> **Job**: Extract every line of the following entries and reproduce each one verbatim, with no changes.

## begin Raw records

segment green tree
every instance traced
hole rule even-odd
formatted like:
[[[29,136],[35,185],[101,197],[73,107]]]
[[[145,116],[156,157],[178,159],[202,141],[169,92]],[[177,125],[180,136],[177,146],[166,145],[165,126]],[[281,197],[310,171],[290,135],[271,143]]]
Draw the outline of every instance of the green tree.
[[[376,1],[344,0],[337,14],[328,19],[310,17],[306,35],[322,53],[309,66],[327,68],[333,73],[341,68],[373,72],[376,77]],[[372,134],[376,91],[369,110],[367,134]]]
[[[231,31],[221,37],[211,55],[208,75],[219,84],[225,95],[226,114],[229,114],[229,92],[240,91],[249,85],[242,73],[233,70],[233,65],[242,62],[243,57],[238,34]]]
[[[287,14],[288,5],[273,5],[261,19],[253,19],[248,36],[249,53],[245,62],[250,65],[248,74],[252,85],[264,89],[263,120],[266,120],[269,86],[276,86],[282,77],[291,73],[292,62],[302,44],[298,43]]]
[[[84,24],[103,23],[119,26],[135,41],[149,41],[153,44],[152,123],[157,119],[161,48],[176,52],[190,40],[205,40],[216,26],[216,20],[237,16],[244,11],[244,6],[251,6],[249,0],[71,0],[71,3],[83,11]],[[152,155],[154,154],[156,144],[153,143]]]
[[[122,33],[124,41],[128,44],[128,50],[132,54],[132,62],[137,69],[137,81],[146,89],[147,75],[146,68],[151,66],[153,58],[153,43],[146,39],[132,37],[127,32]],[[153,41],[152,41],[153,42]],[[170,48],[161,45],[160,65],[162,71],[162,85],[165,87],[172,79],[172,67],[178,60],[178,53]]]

## end Raw records

> **Complete output**:
segment green tree
every instance traced
hole rule even-odd
formatted like:
[[[29,136],[35,185],[101,197],[73,107]]]
[[[145,116],[156,157],[178,159],[202,141],[169,92]],[[177,125],[180,136],[177,146],[166,145],[165,126]],[[281,197],[310,171],[290,135],[271,143]]]
Draw the outline of every instance of the green tree.
[[[376,1],[344,0],[337,14],[328,19],[310,17],[306,35],[322,53],[309,66],[327,68],[333,73],[341,68],[373,72],[376,77]],[[372,134],[376,91],[369,110],[367,134]]]
[[[231,31],[221,37],[211,55],[208,75],[219,84],[225,95],[226,114],[229,114],[229,92],[240,91],[249,85],[242,73],[233,70],[233,65],[242,62],[243,57],[238,34]]]
[[[287,14],[288,5],[273,5],[261,19],[253,19],[248,36],[249,53],[245,62],[250,65],[248,74],[252,85],[264,89],[263,120],[266,120],[269,86],[276,86],[282,77],[291,73],[292,62],[302,44],[298,43]]]
[[[84,24],[103,23],[119,26],[135,41],[149,41],[153,44],[152,123],[157,119],[161,48],[176,52],[190,40],[205,40],[216,26],[216,20],[237,16],[244,11],[244,6],[251,6],[249,0],[71,0],[71,3],[83,11]],[[152,155],[154,154],[156,144],[153,143]]]
[[[122,33],[124,41],[128,44],[128,50],[132,54],[132,62],[137,69],[137,81],[146,89],[147,75],[146,68],[151,66],[153,58],[153,43],[146,39],[132,37],[127,32]],[[153,41],[152,41],[153,42]],[[170,48],[161,45],[160,65],[162,71],[162,85],[165,87],[172,79],[172,67],[178,60],[178,53]]]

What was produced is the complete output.